** START MATERIALS PROVIDED **
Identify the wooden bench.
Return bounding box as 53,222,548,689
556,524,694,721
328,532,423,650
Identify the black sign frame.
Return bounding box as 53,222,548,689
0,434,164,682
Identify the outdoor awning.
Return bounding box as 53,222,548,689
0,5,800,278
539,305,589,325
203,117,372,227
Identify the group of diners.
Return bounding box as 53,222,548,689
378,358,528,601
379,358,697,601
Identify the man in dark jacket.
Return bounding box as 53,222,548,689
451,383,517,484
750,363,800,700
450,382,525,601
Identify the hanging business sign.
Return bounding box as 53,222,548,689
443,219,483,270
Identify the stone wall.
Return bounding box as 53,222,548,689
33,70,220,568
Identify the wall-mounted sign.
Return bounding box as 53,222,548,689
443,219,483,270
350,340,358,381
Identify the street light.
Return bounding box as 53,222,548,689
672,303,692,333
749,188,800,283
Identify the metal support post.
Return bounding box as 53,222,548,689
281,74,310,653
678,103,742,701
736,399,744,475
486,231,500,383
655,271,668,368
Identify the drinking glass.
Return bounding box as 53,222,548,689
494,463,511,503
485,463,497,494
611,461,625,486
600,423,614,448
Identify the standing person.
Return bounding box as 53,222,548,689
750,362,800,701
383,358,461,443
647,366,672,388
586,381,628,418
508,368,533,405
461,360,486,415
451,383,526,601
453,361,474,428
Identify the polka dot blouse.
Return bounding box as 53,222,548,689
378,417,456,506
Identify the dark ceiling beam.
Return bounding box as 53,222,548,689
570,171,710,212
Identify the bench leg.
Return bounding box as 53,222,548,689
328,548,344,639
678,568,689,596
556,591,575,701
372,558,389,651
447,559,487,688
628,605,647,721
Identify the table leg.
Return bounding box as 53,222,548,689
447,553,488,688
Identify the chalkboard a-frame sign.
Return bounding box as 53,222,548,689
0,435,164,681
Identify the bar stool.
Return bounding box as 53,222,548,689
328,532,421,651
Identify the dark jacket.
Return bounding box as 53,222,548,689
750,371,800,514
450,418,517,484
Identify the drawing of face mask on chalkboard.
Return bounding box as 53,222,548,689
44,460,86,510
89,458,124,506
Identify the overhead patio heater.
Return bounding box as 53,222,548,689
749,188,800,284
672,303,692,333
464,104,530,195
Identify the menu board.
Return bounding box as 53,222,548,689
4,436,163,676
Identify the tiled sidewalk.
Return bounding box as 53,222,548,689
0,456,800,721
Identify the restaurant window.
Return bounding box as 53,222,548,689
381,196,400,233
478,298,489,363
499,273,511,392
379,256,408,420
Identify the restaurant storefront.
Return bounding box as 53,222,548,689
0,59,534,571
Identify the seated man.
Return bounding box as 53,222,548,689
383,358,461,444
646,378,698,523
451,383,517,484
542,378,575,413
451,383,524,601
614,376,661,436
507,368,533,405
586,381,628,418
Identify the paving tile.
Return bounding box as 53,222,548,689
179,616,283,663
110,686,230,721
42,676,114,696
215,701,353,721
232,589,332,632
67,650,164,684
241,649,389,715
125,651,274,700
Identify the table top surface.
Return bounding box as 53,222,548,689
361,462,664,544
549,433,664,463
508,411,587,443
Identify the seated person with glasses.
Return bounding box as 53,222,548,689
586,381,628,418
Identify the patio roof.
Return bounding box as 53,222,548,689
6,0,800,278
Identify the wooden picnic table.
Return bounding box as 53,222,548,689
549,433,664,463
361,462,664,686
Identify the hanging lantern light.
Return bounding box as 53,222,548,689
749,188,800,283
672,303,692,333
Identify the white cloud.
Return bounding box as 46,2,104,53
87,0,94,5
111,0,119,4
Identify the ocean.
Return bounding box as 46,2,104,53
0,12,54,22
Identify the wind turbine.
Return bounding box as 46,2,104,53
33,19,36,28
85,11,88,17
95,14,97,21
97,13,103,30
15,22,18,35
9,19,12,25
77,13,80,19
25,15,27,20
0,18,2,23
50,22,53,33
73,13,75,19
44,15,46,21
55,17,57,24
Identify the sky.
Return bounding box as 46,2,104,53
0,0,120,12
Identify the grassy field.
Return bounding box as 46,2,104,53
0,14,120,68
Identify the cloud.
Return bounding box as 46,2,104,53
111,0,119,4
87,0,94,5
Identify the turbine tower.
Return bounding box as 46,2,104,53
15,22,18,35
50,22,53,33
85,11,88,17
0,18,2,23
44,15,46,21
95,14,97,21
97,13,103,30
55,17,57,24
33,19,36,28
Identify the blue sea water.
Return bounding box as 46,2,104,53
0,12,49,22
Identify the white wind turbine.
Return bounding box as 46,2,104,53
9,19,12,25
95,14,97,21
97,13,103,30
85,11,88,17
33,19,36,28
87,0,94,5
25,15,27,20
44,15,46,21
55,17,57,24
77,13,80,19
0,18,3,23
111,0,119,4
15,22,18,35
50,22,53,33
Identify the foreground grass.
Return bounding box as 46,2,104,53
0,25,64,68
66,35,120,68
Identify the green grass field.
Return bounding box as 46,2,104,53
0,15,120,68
** END MATERIALS PROVIDED **
** START MATERIALS PROVIDED **
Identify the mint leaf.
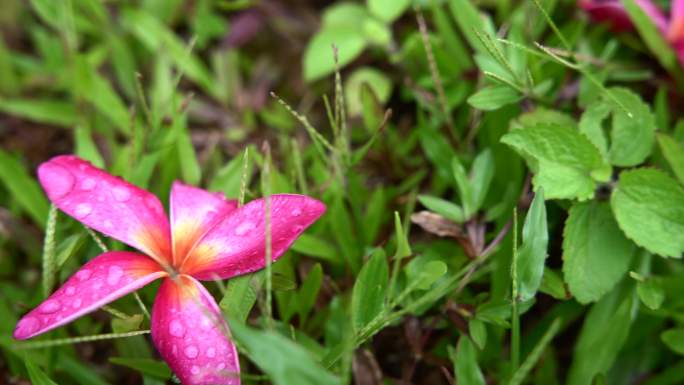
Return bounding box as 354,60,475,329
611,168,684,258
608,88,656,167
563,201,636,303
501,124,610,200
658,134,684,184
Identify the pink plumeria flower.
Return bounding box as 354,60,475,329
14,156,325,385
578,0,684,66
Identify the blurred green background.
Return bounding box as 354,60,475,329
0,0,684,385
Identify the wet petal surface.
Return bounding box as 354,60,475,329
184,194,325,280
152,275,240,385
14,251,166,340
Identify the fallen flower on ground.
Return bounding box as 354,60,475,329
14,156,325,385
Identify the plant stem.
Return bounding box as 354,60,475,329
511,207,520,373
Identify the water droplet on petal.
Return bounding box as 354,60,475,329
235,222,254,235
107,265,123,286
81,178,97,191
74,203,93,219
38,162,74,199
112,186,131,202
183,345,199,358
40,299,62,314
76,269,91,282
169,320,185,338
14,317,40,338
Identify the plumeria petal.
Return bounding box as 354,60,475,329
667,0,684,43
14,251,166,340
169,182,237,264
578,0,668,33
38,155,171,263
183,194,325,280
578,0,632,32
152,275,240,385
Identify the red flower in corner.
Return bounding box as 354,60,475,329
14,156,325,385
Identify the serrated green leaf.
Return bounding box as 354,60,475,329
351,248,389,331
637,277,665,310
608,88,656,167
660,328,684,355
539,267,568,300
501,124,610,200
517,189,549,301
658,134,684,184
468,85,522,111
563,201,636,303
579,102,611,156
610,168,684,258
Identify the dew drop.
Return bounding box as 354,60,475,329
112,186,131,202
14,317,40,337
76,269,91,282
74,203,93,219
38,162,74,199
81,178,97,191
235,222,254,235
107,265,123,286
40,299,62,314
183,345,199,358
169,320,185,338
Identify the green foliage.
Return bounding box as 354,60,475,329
** END MATERIALS PROVIDED **
** START MATERIALS PROVIDED **
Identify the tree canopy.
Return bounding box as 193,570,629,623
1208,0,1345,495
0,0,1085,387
** END MATERIALS PROVIDED **
» WRITTEN PROBLEM
Reproduce the data above word for word, starting with the line that contains "Identify the standing person." and ending with the line that contains "0,435,164,681", including both of those lines.

» RESPONSE TO THIS EXERCISE
Identify the standing person.
Return bounding box as 53,222,548,689
750,362,800,701
383,358,461,443
647,366,672,388
586,381,628,418
508,368,533,405
461,360,486,415
451,383,526,601
453,361,474,428
Identify the polka dot blouse.
Return bounding box as 53,222,548,689
378,417,456,506
Identify the dark ceiling beam.
Return bounding box as 53,222,548,689
570,171,710,212
Identify the bench leg.
Return bounding box as 53,222,548,689
328,548,344,639
678,568,689,596
556,591,575,701
372,558,389,651
447,559,487,688
628,605,647,721
Identify the table leg.
Return bounding box as 53,222,548,689
447,553,488,688
Identify the chalkboard a-frame sign.
Return bounding box as 53,222,548,689
0,435,164,681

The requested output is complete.